_Kutipan Dokumen_
******************************
Menjelang kedatangan Presiden Barack Obama ada beberapa orang sering mengomentari posting saya yang kelihatan (sangat) pro-Obama, pro-Amerika pokoknya “antek Amerika” lah, some more cynical than others.
Ah ya, memang saya “antek Amerika”. Mau apa lo?
:::smile:::
Masalahnya, pada kurun waktu yang kurang lebih sama (1969-74), saya mengalami nasib serupa Presiden Obama. Ikut ayah saya yang belajar di USA. Kalau Barack Obama jadi “immersed” dengan budaya Indonesia, saya ya kesenggol budaya barat. Jadi, saya bisa paham tentang perasaan Obama pada Indonesia karena kurang lebih saya mengalami hal yang sama. Obama demen bakso, saya demen McD 🙂
Sehingga, ketika Senator muda yang pertama kali saya lihat di Oprah kemudian memutuskan mencalonkan diri jadi Presiden Amerika tahun 2008, saya ikut terbawa arus “mendukung” pencalonan beliau. Padahal ya warga negara bukan, tinggal di sana juga tidak. Cuma saya ngga seperti gerombolan “teman SD” beliau yang sampai nonton bareng konvensi partai Demokrat dan pemilihan presiden.
2008 itu memang tahun yang “istimewa” karena ekonomi Amerika ambruk. Akibatnya ekonomi dunia juga amburadul. Jadi, siapa yang menang pemilihan Presiden menjadi perhatian global. Tadinya Barack Obama dianggap sebagai “penggembira” (underdog) saja dalam pencalonan Demokrat. Karena saya juga tahu jeleknya Amerika, saya rada kasihan sama Barack Obama. Tidak mungkin Amerika ikhlas punya presiden “orang keturunan” (itu sama aja Indonesia dipimpin etnis Cina misalnya lhooo). Pasti orang bilang belum saatnya.
******************************
_Daftar Entri_
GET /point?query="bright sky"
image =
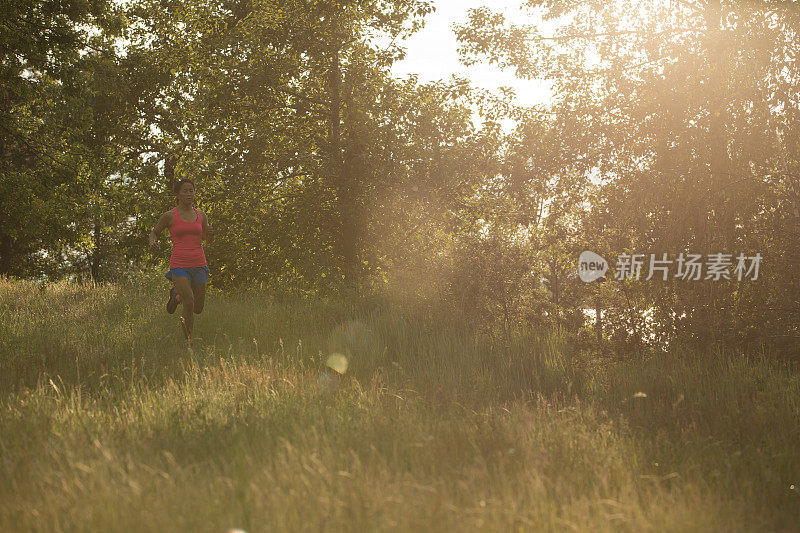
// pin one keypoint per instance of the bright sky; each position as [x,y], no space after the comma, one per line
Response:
[432,53]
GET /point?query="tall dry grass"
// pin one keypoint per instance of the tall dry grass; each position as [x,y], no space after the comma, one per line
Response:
[107,423]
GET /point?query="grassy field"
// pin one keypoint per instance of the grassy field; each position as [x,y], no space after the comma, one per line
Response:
******************************
_Tugas Latihan_
Terjemahkan ke dalam bahasa Inggris kalimat berikut dari kutipan dokumen: "Jadi, siapa yang menang pemilihan Presiden menjadi perhatian global."

_Penyelesaian_
So, who won the presidential election became a matter of global attention.